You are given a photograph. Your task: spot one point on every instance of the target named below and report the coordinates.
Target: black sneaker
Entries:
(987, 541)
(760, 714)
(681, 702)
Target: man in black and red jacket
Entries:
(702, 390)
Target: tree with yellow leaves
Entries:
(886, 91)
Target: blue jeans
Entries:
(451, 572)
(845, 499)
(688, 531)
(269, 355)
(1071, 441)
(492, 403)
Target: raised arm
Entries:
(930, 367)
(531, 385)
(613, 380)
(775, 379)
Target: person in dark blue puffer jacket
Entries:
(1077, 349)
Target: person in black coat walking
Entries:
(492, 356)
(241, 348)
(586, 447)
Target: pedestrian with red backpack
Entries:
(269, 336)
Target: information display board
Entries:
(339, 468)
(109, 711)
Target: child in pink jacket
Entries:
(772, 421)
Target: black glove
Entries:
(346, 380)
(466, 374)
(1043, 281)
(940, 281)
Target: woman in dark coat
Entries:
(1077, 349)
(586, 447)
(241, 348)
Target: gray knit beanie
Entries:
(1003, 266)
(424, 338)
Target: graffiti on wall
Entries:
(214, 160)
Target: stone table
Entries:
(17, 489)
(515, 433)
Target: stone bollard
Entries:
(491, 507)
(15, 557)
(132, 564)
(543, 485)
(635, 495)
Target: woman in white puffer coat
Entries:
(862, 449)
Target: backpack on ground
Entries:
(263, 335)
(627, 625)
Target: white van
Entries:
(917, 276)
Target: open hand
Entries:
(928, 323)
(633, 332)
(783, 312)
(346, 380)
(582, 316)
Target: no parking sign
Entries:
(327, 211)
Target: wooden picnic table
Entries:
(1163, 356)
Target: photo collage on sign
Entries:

■ **Request**:
Reproduce all of the entries above, replacing "stone" with "concrete" wherever it occurs and leaving every other character unchanged.

■ **Solution to this problem**:
You are given a photograph. Your task: spot one point on every instance of the target named below and report the coordinates.
Target: black sneaker
Entries:
(987, 541)
(760, 714)
(681, 702)
Target: man in black and red jacket
Entries:
(702, 390)
Target: tree with yellow leaves
Entries:
(886, 91)
Target: blue jeans
Entries:
(451, 572)
(845, 499)
(688, 531)
(269, 355)
(1071, 441)
(492, 403)
Target: raised arm
Entries:
(930, 367)
(531, 385)
(613, 380)
(775, 379)
Target: person in dark blue puffer jacket
Entries:
(1077, 349)
Target: person in black coat walking
Entries:
(492, 356)
(241, 348)
(586, 447)
Target: pedestrian with red backpack
Entries:
(269, 336)
Target: information display board
Entries:
(339, 468)
(109, 711)
Target: child in pink jacket
Entries:
(772, 421)
Target: black glove
Entries:
(346, 380)
(466, 374)
(1043, 281)
(940, 281)
Target: woman in dark coat
Entries:
(1077, 349)
(586, 447)
(241, 348)
Target: gray knit beanie
Entries:
(1003, 266)
(424, 338)
Target: graffiti on wall
Entries:
(214, 160)
Target: concrete table
Entries:
(17, 489)
(515, 433)
Target: concrete bollard
Entries:
(491, 507)
(15, 557)
(132, 564)
(543, 485)
(635, 495)
Target: woman in white puffer coat
Entries:
(862, 449)
Target: backpack on ground
Entries:
(263, 335)
(627, 625)
Target: white van
Entries:
(917, 276)
Target: open hand
Entries:
(928, 323)
(633, 332)
(783, 312)
(346, 380)
(582, 316)
Target: no parking sign
Entries:
(327, 211)
Target: wooden picnic table
Entries:
(1163, 356)
Target: photo collage on sign
Entries:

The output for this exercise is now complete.